> [Requirement]: Rewrite all of the rows below with the requests unchanged, multiplying every x and y coordinate in the answers by 2.55. Round each result to a whole number, with halves rounded up.

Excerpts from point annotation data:
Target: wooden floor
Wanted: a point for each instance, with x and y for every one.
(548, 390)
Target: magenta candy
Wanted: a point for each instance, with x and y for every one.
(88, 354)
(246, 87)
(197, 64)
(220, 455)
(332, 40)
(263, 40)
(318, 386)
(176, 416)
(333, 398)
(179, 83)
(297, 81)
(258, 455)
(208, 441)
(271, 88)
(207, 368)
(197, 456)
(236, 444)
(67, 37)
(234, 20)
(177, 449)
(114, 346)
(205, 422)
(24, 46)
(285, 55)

> [Answer to the task]:
Target: wooden floor
Wanted: a point for each instance, with x and y for every one.
(1397, 995)
Target: magenta candy
Wanted: a point for each instance, with x and y for every one.
(224, 903)
(627, 222)
(502, 163)
(561, 1160)
(847, 102)
(671, 102)
(811, 984)
(449, 1061)
(849, 1015)
(456, 212)
(757, 207)
(658, 1160)
(530, 1125)
(691, 224)
(528, 938)
(502, 1163)
(602, 1132)
(171, 94)
(597, 51)
(451, 1145)
(291, 882)
(523, 1076)
(61, 117)
(727, 140)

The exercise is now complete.